Brief: Show each line of the records below that contains the string "window", copying every such line in full.

Dataset content:
-----

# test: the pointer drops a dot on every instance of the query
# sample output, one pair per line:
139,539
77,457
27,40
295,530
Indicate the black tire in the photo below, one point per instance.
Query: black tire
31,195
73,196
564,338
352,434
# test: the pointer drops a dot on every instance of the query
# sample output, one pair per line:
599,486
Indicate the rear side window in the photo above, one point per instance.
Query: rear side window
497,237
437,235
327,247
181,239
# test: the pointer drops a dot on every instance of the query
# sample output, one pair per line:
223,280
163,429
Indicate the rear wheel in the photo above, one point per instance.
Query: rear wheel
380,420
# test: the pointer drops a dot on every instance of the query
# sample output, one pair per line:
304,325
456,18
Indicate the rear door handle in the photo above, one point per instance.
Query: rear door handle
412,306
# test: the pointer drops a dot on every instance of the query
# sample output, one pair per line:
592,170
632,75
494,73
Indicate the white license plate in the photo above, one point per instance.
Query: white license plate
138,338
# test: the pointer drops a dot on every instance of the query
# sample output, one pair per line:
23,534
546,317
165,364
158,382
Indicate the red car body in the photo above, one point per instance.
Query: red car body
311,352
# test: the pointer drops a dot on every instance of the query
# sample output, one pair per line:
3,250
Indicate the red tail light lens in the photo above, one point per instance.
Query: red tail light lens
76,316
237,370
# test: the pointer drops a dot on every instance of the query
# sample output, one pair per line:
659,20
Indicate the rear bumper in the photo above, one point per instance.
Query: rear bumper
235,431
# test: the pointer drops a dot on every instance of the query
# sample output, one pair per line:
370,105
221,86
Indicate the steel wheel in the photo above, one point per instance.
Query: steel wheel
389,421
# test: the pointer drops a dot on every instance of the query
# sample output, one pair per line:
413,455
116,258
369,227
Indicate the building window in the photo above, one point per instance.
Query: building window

-----

Task answer:
Indicate the rear side window in the photo above, one point per instance.
Query: rear side window
Indicate the building window in the photo above, one point per instance.
Query: building window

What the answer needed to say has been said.